→ **Exercise prompt**
Copy everything from the line containing "Target: shelf of medicine boxes" down to the end of the records, changing "weathered stone" to "eroded rock" and leaving every other word as it stands.

→ **Material for this task**
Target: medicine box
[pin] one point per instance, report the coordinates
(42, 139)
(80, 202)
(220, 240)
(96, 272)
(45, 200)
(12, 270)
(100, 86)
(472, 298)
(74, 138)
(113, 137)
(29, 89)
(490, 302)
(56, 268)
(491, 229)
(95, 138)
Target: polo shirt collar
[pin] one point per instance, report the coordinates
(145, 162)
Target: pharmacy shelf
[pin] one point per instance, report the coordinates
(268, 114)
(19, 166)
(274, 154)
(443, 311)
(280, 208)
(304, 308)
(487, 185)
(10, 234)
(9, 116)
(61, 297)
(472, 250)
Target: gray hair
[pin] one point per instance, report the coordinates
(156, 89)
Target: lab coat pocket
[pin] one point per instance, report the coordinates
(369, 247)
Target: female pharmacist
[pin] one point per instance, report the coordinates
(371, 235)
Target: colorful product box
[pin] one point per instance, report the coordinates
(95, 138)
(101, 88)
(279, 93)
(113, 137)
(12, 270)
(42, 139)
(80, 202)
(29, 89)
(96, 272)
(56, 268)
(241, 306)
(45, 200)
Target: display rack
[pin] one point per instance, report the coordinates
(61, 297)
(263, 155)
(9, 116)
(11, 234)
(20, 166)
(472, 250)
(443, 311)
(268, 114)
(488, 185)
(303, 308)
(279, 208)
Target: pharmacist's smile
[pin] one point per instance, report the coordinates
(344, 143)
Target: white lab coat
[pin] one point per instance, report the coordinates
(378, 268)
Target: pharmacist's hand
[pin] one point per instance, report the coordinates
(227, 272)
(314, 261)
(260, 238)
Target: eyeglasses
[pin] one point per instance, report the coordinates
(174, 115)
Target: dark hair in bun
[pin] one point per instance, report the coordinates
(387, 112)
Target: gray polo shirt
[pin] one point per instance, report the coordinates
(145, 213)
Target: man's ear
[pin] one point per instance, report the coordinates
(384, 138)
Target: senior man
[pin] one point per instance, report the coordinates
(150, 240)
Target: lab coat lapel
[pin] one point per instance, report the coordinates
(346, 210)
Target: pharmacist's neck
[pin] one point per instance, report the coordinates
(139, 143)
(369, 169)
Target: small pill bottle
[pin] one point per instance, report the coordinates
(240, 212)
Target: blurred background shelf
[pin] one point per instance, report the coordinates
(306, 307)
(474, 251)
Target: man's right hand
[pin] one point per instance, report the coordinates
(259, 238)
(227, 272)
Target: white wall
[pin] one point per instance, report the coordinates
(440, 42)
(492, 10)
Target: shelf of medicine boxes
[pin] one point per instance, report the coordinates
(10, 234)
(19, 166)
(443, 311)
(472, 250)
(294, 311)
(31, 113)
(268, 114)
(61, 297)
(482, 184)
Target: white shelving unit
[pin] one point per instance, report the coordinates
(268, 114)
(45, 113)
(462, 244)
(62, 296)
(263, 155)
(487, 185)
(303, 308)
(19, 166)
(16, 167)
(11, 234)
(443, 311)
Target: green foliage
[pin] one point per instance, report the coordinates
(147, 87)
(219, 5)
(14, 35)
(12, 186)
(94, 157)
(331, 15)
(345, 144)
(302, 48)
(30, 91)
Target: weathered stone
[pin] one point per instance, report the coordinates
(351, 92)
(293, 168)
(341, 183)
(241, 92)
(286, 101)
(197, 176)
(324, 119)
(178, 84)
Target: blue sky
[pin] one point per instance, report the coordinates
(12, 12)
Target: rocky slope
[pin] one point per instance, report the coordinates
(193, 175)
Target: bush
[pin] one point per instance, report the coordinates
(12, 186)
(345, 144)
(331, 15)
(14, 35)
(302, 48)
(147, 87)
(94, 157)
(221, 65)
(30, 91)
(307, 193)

→ **The solution**
Target: shelf of medicine boxes
[pin] one point per instance, report the coordinates
(10, 234)
(19, 166)
(443, 311)
(472, 250)
(294, 311)
(31, 113)
(268, 114)
(61, 297)
(482, 184)
Target: white shelving unit
[pin] one point per instance, report the coordinates
(268, 114)
(45, 113)
(462, 244)
(62, 296)
(263, 155)
(487, 185)
(303, 308)
(19, 166)
(16, 167)
(11, 234)
(443, 311)
Target: green foliage
[pin] one point per instance, report the coordinates
(147, 87)
(219, 5)
(14, 35)
(12, 186)
(94, 157)
(331, 15)
(345, 144)
(302, 48)
(30, 91)
Target: eroded rock
[pin] one point per instance, report the coordinates
(351, 92)
(293, 168)
(341, 183)
(241, 92)
(286, 101)
(197, 176)
(324, 119)
(178, 84)
Target: blue sky
[pin] one point per instance, report the coordinates
(12, 12)
Target: rocky slope
[pin] one point per instance, report the coordinates
(193, 175)
Target: bush
[pin] one point per instance, report the coordinates
(12, 186)
(345, 144)
(331, 15)
(14, 35)
(302, 48)
(147, 87)
(94, 157)
(221, 65)
(30, 91)
(307, 193)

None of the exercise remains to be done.